## Problem to work on:
Please repeat all of the listing exactly.

# # # # #

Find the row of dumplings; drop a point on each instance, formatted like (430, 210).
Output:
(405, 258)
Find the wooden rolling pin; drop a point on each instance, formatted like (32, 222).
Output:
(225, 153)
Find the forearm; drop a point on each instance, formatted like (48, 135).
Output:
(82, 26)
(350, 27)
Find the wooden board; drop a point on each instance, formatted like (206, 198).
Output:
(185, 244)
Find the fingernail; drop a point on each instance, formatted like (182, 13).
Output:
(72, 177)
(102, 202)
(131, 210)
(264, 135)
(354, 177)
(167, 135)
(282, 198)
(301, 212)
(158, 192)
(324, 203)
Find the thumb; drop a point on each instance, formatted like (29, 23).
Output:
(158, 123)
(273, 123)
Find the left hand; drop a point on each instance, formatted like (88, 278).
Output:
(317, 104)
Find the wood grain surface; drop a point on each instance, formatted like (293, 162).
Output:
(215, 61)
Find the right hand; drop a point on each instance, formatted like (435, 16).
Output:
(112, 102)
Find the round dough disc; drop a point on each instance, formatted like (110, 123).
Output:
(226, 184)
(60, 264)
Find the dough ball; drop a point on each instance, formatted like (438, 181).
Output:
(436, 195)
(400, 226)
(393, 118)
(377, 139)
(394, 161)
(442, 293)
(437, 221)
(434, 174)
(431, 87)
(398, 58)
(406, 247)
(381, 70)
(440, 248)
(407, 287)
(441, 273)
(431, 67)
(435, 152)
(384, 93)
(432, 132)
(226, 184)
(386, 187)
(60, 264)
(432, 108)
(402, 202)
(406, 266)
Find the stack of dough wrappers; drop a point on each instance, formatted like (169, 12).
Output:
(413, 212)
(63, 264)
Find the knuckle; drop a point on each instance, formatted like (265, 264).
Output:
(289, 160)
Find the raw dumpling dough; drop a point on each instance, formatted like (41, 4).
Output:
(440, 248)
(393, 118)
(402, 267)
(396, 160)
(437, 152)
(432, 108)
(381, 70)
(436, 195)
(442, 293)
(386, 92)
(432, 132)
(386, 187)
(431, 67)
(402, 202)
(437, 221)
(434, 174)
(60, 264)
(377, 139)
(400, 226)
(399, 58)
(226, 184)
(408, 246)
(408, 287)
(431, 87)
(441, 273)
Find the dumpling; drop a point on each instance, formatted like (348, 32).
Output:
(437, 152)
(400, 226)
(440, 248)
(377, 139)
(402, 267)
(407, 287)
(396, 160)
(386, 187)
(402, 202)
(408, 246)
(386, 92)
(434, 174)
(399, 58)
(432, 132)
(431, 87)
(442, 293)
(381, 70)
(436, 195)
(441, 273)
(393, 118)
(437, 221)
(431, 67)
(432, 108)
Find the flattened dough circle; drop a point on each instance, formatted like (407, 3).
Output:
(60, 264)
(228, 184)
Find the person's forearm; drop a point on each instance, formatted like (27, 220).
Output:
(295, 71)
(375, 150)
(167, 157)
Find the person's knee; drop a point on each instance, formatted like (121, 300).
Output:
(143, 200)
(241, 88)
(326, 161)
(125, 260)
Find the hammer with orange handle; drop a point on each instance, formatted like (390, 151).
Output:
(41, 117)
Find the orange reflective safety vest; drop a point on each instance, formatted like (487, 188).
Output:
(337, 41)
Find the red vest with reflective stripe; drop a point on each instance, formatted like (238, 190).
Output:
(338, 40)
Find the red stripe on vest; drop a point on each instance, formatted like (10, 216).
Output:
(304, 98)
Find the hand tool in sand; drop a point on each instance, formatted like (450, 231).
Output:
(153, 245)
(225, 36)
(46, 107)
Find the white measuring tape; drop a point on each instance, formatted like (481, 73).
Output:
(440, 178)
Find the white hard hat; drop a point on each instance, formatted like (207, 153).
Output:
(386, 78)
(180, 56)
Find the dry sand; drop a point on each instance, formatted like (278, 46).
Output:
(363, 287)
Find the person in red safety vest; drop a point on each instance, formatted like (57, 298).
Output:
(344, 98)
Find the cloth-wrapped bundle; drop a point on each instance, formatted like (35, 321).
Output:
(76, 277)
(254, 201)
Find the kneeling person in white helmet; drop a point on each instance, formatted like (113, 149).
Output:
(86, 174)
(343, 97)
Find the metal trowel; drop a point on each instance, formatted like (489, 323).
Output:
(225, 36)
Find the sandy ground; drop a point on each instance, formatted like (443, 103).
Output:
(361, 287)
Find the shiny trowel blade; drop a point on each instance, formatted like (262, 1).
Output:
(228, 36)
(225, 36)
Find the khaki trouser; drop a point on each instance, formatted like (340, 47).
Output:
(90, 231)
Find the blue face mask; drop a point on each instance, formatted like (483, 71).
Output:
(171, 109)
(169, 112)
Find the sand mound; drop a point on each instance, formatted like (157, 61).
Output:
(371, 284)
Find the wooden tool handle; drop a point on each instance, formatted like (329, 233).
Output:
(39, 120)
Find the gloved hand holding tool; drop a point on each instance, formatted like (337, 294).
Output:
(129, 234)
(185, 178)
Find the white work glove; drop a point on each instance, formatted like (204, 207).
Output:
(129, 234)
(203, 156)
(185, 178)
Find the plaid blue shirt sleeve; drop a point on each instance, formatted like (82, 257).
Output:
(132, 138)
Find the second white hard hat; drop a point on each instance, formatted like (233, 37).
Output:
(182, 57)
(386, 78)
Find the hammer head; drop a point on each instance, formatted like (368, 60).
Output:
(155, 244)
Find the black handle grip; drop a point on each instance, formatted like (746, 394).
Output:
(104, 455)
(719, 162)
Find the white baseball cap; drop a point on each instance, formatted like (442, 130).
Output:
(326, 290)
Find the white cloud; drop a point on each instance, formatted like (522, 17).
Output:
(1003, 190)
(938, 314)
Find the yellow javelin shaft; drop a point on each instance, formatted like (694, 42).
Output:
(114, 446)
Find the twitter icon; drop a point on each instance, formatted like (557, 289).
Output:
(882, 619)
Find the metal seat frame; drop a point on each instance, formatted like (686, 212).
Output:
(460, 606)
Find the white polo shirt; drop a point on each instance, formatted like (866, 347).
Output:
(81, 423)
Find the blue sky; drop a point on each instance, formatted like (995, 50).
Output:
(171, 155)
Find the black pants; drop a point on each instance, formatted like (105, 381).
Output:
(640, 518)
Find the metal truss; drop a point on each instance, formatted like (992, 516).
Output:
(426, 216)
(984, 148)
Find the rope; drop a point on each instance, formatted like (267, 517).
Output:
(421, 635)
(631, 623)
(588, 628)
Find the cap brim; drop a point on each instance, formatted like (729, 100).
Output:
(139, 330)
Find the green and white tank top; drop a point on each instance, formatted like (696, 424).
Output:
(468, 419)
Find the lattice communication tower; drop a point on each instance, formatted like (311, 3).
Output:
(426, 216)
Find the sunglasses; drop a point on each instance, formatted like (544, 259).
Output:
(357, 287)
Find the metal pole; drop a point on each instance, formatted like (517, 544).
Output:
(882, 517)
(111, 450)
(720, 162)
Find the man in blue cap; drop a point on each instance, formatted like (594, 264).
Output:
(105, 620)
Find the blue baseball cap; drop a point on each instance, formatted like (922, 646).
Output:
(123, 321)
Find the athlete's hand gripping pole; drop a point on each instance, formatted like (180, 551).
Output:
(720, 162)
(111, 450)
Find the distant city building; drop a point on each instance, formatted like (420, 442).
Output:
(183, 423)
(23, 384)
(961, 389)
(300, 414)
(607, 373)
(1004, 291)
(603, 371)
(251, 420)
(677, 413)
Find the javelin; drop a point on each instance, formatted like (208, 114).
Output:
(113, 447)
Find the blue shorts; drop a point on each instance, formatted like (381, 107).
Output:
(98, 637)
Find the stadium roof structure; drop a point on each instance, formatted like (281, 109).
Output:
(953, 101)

# # # # #

## Solution to this problem:
Find the row of dumplings; drop a point on each instance, formatted like (430, 210).
Output:
(405, 258)
Find the wooden rolling pin; drop a point on each instance, formatted like (32, 222).
Output:
(225, 153)
Find the forearm; drop a point on each instance, formatted like (48, 135).
Output:
(82, 26)
(350, 27)
Find the wooden board; drop a point on each instance, formatted like (206, 198).
Output:
(185, 244)
Find the fingernail; drop a point on each instance, formatted like (182, 13).
Output:
(72, 177)
(102, 202)
(131, 210)
(264, 135)
(354, 177)
(167, 135)
(282, 198)
(301, 212)
(158, 192)
(324, 203)
Find the thumb; drop a point on each instance, formatted like (29, 23).
Output:
(158, 123)
(273, 123)
Find the left hand; drop a point on each instance, formatted like (88, 278).
Output:
(317, 104)
Find the wood grain surface; drop a point on each instance, formatted like (293, 162).
Output:
(215, 61)
Find the right hand; drop a point on each instance, formatted like (435, 16).
Output:
(112, 102)
Find the round dough disc; drop a point on each instance, formatted like (110, 123).
Output:
(226, 184)
(60, 264)
Find the dough ball; drop a point on each instance, formatted like (438, 181).
Output:
(436, 195)
(400, 226)
(393, 118)
(377, 139)
(394, 161)
(442, 293)
(437, 221)
(434, 174)
(431, 87)
(398, 58)
(406, 247)
(381, 70)
(440, 248)
(407, 287)
(441, 273)
(431, 67)
(435, 152)
(384, 93)
(432, 132)
(226, 184)
(386, 187)
(60, 264)
(432, 108)
(402, 202)
(406, 266)
Find the stack of dough wrappers; drop a point on each instance, formatted like (169, 12).
Output:
(413, 212)
(63, 264)
Find the knuckle; drop a point on each instance, formatted like (265, 264).
Output:
(289, 160)
Find the raw dumpling dough; drop a point on each instance, formatted like (41, 4).
Output:
(440, 248)
(393, 118)
(402, 267)
(396, 160)
(437, 152)
(432, 108)
(381, 70)
(436, 195)
(442, 293)
(386, 92)
(432, 132)
(386, 187)
(431, 67)
(402, 202)
(437, 221)
(434, 174)
(60, 264)
(377, 139)
(400, 226)
(399, 58)
(226, 184)
(408, 246)
(408, 287)
(431, 87)
(441, 273)
Find the dumpling; drop a point on each instance, formatted like (348, 32).
Output:
(437, 152)
(400, 226)
(440, 248)
(377, 139)
(402, 267)
(407, 287)
(396, 160)
(386, 187)
(402, 202)
(408, 246)
(386, 92)
(434, 174)
(399, 58)
(432, 132)
(431, 87)
(442, 293)
(381, 70)
(436, 195)
(441, 273)
(393, 118)
(437, 221)
(431, 67)
(432, 108)
Find the flattened dough circle; drop a point on each instance, formatted like (407, 3).
Output:
(60, 264)
(228, 184)
Find the person's forearm; drop a point on each instance, formatted like (27, 220).
Output:
(295, 71)
(375, 150)
(167, 157)
Find the person's knee; drop a point on each instance, formatted like (121, 300).
Output:
(143, 200)
(241, 88)
(326, 161)
(125, 260)
Find the hammer with orange handle; drop a point on each instance, formatted like (390, 151).
Output:
(41, 117)
Find the orange reflective safety vest; drop a point on each instance, formatted like (487, 188).
Output:
(337, 41)
Find the red vest with reflective stripe; drop a point on each instance, formatted like (238, 190).
Output:
(338, 40)
Find the red stripe on vest; drop a point on each instance, formatted like (10, 216).
Output:
(304, 98)
Find the hand tool in sand; drop a point on each instance, formatted like (450, 231).
Output:
(153, 245)
(225, 36)
(46, 107)
Find the white measuring tape; drop a point on each instance, formatted like (481, 73).
Output:
(440, 178)
Find the white hard hat; drop a point on each instance, formatted like (207, 153).
Output:
(386, 78)
(180, 56)
Find the dry sand; drop a point on each instance, formatted like (278, 46).
Output:
(363, 287)
Find the person in red safety vest; drop a point on each instance, formatted like (57, 298).
Output:
(344, 98)
Find the cloth-wrapped bundle; drop a point on each instance, formatted like (35, 321).
Output:
(76, 277)
(254, 201)
Find the kneeling person in white helmet; drop a point on each instance, formatted like (113, 149).
Output:
(86, 174)
(343, 97)
Find the metal trowel; drop a point on each instance, formatted like (489, 323).
Output:
(225, 36)
Find the sandy ground; drop a point on each instance, formatted like (443, 103).
Output:
(361, 287)
Find the shiny trowel blade; drop a point on each instance, formatted like (262, 1).
Output:
(228, 36)
(225, 36)
Find the khaki trouser; drop a point on each instance, formatted like (340, 47).
Output:
(90, 231)
Find the blue face mask; drop a point on each instance, formatted like (483, 71).
Output:
(171, 109)
(169, 112)
Find the sand mound; drop a point on each instance, formatted like (157, 61).
Output:
(371, 284)
Find the wooden tool handle; drop a point on each instance, formatted like (329, 233).
Output:
(39, 120)
Find the gloved hand holding tool; drop a point on each instance, formatted like (337, 294).
Output:
(129, 234)
(185, 178)
Find the white work glove; drop a point on each instance, formatted like (204, 207).
Output:
(129, 234)
(203, 156)
(185, 178)
Find the plaid blue shirt sleeve; drop a point on each instance, formatted like (82, 257).
Output:
(132, 138)
Find the second white hard hat; drop a point on each instance, formatted like (233, 37).
Output:
(182, 57)
(386, 78)
Find the hammer head; drop a point on each instance, formatted like (368, 60).
Output:
(155, 244)
Find the black handle grip; drop a point on each instance, formatted like (746, 394).
Output:
(104, 455)
(719, 162)
Find the white baseball cap; drop a point on each instance, formatted like (442, 130).
Output:
(326, 290)
Find the white cloud; drop a point on each instance, formatted like (522, 17).
Output:
(1003, 190)
(938, 314)
Find the yellow javelin shaft; drop a point on each instance, formatted like (694, 42).
Output:
(114, 446)
Find the twitter icon; drop a point on each instance, formatted like (557, 289).
Output:
(882, 619)
Find the metal seat frame; drop a point on each instance, formatted like (686, 212).
Output:
(460, 606)
Find the white polo shirt; drop a point on each instance, formatted like (866, 347).
Output:
(81, 423)
Find the blue sky; drop a point on each instance, formatted like (995, 50).
Output:
(171, 155)
Find the black pants; drop a point on each instance, formatted like (105, 381).
Output:
(640, 518)
Find the metal truss; drop a point on each instance, formatted like (992, 516).
Output:
(426, 216)
(984, 148)
Find the rope; drop a point on each instance, formatted like (267, 517).
Output:
(421, 635)
(631, 623)
(588, 628)
Find the cap brim; drop a point on each instance, formatted like (729, 100).
Output:
(139, 330)
Find the green and white tank top; drop a point on each instance, formatted like (696, 424).
Output:
(468, 419)
Find the lattice communication tower; drop a point on each instance, formatted like (311, 3).
Output:
(426, 216)
Find the sunglasses; drop a point on each instance, formatted like (544, 259).
Output:
(357, 287)
Find the metal pole; drop a point on each instance, formatted like (517, 544).
Output:
(882, 517)
(111, 450)
(720, 162)
Find the man in blue cap; drop a point on each instance, formatted like (594, 264).
Output:
(105, 620)
Find the blue baseball cap; drop a point on each instance, formatted like (922, 646).
Output:
(123, 321)
Find the athlete's hand gripping pole; drop a point on each instance, formatted like (180, 551).
Output:
(720, 162)
(111, 450)
Find the distant city building; drop a point on each instance, formatted like (420, 442).
Output:
(183, 423)
(23, 384)
(961, 389)
(300, 414)
(607, 373)
(1004, 291)
(603, 371)
(251, 420)
(677, 413)
Find the javelin; drop a point on each instance, formatted like (208, 114).
Output:
(113, 447)
Find the blue shorts; drop a point on each instance, formatted like (381, 107).
Output:
(98, 637)
Find the stadium roof structure; drop a point on each instance, formatted like (281, 109).
Output:
(953, 101)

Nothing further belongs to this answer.